[Region labeling records]
-=-=-

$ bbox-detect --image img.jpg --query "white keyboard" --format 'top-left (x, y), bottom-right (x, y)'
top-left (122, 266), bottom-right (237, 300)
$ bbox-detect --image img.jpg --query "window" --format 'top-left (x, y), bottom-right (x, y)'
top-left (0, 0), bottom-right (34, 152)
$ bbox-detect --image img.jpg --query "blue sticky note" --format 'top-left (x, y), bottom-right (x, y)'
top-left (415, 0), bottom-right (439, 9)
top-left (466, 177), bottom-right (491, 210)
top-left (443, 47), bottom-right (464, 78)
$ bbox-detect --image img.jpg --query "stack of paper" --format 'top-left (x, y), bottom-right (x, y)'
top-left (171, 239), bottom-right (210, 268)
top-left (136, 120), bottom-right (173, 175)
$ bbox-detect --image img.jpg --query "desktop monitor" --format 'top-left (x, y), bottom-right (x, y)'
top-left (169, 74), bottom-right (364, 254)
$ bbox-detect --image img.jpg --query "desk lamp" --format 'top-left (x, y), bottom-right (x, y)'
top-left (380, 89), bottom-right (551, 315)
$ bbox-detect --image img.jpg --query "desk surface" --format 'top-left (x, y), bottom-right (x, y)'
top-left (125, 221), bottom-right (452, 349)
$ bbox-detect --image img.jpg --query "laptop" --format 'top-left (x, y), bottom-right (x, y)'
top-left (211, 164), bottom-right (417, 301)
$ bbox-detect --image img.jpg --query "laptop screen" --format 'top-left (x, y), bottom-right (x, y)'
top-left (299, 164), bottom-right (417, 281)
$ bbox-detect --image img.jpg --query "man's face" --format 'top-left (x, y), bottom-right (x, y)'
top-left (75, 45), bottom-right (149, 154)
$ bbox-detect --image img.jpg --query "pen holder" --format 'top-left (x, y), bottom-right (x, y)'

-=-=-

-- DIRECTIONS FOR THIS TASK --
Starting at the beginning of the records and ending at the line that contains "top-left (0, 0), bottom-right (34, 152)", with both ends included, rescale each coordinate in the answers by multiplying it by 2.1 and rounding to a whole number, halves up. Write out every line in that span again, with the requests left unchanged.

-- TASK RESPONSE --
$ bbox-detect --image img.jpg --query "white keyboard" --format 'top-left (x, y), bottom-right (x, y)'
top-left (256, 559), bottom-right (498, 630)
$ bbox-detect --image img.jpg --query "window" --format 'top-left (x, y), bottom-right (x, y)'
top-left (0, 0), bottom-right (71, 319)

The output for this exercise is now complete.